[Requirement]: Set down the material once more, exactly as it appears.

[Given information]:
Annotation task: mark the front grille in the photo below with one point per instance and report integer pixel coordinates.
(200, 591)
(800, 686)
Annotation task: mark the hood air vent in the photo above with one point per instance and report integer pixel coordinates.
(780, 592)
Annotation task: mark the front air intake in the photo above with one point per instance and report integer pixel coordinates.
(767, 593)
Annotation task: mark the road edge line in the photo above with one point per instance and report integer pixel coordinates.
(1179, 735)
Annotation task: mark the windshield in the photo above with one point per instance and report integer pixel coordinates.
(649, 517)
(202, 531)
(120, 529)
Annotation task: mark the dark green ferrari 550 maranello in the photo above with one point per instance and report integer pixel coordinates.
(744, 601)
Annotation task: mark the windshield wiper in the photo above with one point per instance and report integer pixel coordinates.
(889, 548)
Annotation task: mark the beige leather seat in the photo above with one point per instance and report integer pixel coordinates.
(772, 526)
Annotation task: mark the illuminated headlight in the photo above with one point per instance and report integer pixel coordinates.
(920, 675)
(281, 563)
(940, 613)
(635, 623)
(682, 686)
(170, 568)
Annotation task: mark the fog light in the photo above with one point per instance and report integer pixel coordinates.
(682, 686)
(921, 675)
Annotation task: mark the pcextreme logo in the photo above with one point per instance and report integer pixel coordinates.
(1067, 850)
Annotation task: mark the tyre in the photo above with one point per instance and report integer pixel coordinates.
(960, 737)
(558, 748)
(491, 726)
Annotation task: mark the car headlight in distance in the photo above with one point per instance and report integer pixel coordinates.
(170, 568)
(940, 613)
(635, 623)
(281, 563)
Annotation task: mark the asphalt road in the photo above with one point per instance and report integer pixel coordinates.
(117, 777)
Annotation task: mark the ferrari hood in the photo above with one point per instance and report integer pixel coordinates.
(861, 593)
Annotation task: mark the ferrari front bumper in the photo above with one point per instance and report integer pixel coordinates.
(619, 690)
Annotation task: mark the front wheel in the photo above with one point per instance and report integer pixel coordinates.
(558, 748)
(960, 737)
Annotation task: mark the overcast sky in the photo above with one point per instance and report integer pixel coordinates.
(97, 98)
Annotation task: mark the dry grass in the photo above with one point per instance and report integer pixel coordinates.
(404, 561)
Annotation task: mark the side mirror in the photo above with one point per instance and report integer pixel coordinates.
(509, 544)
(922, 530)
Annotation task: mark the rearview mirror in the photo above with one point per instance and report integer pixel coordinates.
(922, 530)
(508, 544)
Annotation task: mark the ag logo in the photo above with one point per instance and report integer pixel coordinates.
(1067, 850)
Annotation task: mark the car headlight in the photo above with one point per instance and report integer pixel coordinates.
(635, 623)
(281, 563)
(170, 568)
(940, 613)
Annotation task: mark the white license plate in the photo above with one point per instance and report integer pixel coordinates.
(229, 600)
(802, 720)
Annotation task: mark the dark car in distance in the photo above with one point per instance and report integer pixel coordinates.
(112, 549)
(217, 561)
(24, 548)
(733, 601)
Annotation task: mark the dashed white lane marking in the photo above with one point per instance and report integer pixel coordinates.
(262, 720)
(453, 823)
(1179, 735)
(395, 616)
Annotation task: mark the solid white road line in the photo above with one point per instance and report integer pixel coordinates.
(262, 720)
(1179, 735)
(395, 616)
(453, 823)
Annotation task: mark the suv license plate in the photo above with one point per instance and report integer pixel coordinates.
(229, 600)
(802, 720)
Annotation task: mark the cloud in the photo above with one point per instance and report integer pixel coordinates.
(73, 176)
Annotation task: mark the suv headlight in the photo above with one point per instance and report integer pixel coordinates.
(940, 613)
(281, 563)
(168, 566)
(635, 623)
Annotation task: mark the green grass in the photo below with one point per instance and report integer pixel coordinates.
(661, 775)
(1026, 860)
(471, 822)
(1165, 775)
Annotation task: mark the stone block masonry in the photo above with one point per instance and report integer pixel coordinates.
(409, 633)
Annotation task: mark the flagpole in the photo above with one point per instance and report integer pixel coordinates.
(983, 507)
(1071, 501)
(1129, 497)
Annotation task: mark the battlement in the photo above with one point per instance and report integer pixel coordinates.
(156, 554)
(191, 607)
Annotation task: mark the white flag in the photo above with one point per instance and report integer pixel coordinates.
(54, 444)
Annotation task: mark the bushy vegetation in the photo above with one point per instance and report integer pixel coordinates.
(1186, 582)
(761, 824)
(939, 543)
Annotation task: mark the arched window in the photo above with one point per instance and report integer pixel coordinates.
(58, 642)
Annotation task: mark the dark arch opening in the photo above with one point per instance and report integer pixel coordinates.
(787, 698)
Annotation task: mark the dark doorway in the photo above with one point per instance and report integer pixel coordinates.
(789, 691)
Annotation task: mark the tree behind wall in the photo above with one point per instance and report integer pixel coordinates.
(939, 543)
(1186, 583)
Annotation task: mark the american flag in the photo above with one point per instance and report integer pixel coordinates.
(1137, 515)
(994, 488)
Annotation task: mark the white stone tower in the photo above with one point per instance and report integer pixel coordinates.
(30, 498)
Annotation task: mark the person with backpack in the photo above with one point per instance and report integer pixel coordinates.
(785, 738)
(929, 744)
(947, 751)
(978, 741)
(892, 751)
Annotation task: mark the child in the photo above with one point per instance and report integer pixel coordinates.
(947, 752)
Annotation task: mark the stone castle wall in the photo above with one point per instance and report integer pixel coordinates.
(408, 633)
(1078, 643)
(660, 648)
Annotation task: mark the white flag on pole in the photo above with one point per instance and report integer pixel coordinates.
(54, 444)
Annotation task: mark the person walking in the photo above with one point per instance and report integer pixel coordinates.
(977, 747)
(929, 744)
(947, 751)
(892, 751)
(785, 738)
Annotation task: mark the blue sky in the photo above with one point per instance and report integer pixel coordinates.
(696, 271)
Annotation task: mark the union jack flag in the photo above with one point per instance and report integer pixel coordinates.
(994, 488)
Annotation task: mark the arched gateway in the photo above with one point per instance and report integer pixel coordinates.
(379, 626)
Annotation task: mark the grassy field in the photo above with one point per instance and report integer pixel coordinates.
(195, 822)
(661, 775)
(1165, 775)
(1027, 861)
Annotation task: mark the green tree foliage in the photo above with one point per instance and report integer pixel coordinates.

[Task solution]:
Annotation task: mark the front grille in the photo below with one point per instance and report integer pixel coordinates.
(200, 591)
(800, 686)
Annotation task: mark the hood air vent in the photo above with one point per instance and report integer pixel coordinates.
(780, 592)
Annotation task: mark the front air intake in the photo above with one point per instance and report integer pixel coordinates.
(767, 593)
Annotation task: mark the road edge line in the photo above with one point per instance and report integer pixel coordinates.
(1179, 735)
Annotation task: mark the windshield in the photo above with one point per instance and report integer pixel coordinates.
(649, 517)
(202, 531)
(120, 529)
Annotation task: mark the dark green ferrari 550 maranello in the photo above with one point per instance and report integer pixel coordinates.
(744, 601)
Annotation task: mark the windshield wiper in the photo above with one point per instance and report integer pixel coordinates.
(889, 548)
Annotation task: mark the beige leather seat in the photo above with one point per instance and report integer pixel coordinates.
(772, 526)
Annotation task: mark the illuminated headlight in the photo above with one point per instance and report integer pixel coordinates.
(920, 675)
(281, 563)
(940, 613)
(635, 623)
(682, 686)
(170, 568)
Annotation task: mark the fog light in the photo above with one point per instance and report integer pixel coordinates.
(682, 686)
(921, 675)
Annotation task: mark the pcextreme logo in the photo above with one point per instance and report integer pixel coordinates.
(1067, 850)
Annotation task: mark the tyre in the photo above with one point per instance and report integer pixel coordinates.
(960, 737)
(558, 748)
(491, 726)
Annotation task: mark the car headlight in distance in the photo above with one point per instance and report integer pixel coordinates.
(170, 568)
(940, 613)
(635, 623)
(281, 563)
Annotation task: mark the asphalt road in the photo above with one point per instance and report integer pixel coordinates.
(117, 777)
Annotation task: mark the ferrari hood in the photo above with one point per instance and report integer pixel coordinates.
(861, 593)
Annotation task: mark the ferrari front bumper in the photo above with one point per instance and report integer pixel coordinates.
(619, 690)
Annotation task: mark the front wheel in the photo above with one point per instance and report integer pixel coordinates.
(558, 748)
(960, 737)
Annotation task: mark the overcast sky in the photo above with one point per instance and report integer pixel coordinates.
(97, 98)
Annotation task: mark the dry grass in the photo above with one point per instance and report integer pixel coordinates.
(404, 561)
Annotation task: mark the side mirror in the photo above with one point per instance and report integer pixel coordinates.
(509, 544)
(922, 530)
Annotation task: mark the rearview mirror in the photo above with one point per instance and report integer pixel coordinates.
(922, 530)
(508, 544)
Annotation task: mark the ag logo in the photo above with one point per instance and report integer pixel coordinates.
(1067, 850)
Annotation task: mark the car headlight in the photo above with one point per instance and report integer pixel coordinates.
(635, 623)
(281, 563)
(170, 568)
(940, 613)
Annotation task: mark the white license plate in the photo above with one point per instance and report integer pixel coordinates.
(229, 600)
(802, 720)
Annotation task: mark the dark car in distance in the photo above with one point per instance and report integer pixel coordinates.
(112, 549)
(217, 561)
(24, 548)
(733, 601)
Annotation task: mark the dashed white lane marking in the photo above with one point per instance and report integer pixel coordinates.
(262, 720)
(453, 823)
(1179, 735)
(395, 616)
Annotation task: mark the solid white road line in the photo above with one point per instance and report integer pixel coordinates.
(262, 720)
(1179, 735)
(395, 616)
(453, 823)
Annotation task: mark the suv license plate in the photo above with one point per instance and report integer pixel coordinates.
(229, 600)
(802, 720)
Annotation task: mark the cloud in the photo above with one point per instance and report integer pixel coordinates.
(73, 176)
Annotation task: mark the suv headlight in the photo above with one point per instance and report integer pixel coordinates.
(940, 613)
(281, 563)
(168, 566)
(635, 623)
Annotation task: mark the green grass in the photo below with one point per instance and report integer pixel coordinates.
(661, 775)
(1026, 860)
(471, 822)
(1165, 775)
Annotation task: mark the stone block masonry in the photo above with one point per instance and report integer pixel coordinates.
(409, 633)
Annotation task: mark the flagpole in the photo above with one point per instance and report integer pixel coordinates.
(983, 507)
(1071, 501)
(1129, 497)
Annotation task: mark the battlement in the photo above with one point per instance and report integer pixel coordinates.
(156, 554)
(191, 607)
Annotation task: mark the white flag in the photo above with one point per instance and report integer pixel coordinates.
(54, 444)
Annotation task: mark the bushy vegetation in the photo above with one point per instance and report integer pixel coordinates.
(1186, 582)
(761, 824)
(939, 543)
Annotation task: mark the arched window in the photo above with one point per instance and report integer pixel coordinates.
(58, 642)
Annotation task: mark the dark arch opening in the photo above with one point per instance and report integer pixel coordinates.
(787, 698)
Annotation task: mark the dark doorway in the photo above with one point per instance and report integer pixel coordinates.
(789, 691)
Annotation task: mark the tree behind wall in the photo above with one point per instance and report integer pixel coordinates.
(939, 543)
(1186, 583)
Annotation task: mark the american flag in the photo above with one point per instance and report integer pixel coordinates.
(1137, 515)
(994, 488)
Annotation task: mark the white stone tower in the photo above with one point per instance and report integer pixel coordinates.
(30, 498)
Annotation task: mark the person with backpack in the photo above with one point per instance and report integer pixel coordinates.
(785, 738)
(929, 744)
(947, 751)
(978, 741)
(892, 751)
Annotation task: mark the child in the photo above with one point per instance and report integer pixel coordinates.
(947, 752)
Annotation task: mark the stone castle wall in the photo above with one point per instance and report integer pixel coordinates.
(408, 633)
(1078, 643)
(660, 648)
Annotation task: mark the white flag on pole in the photo above with one point per instance and report integer pixel coordinates.
(54, 444)
Annotation task: mark the person walking in the photo above with one point per instance and report integer pixel coordinates.
(977, 747)
(929, 744)
(947, 751)
(892, 751)
(785, 738)
Annotation task: mark the blue sky in the photo above with one point per instance and report integer pixel coordinates.
(696, 271)
Annotation task: mark the union jack flag in the photo above with one point per instance and report integer pixel coordinates.
(994, 488)
Annotation task: mark the arched gateway in the photo above with one point per instance and report integer pixel coordinates.
(379, 626)
Annotation task: mark the grassy field in the photo above with one point per instance and report integer pixel coordinates.
(195, 822)
(661, 775)
(1165, 775)
(1027, 861)
Annotation task: mark the green tree foliage in the photo above with one point per instance and report integer pixel coordinates.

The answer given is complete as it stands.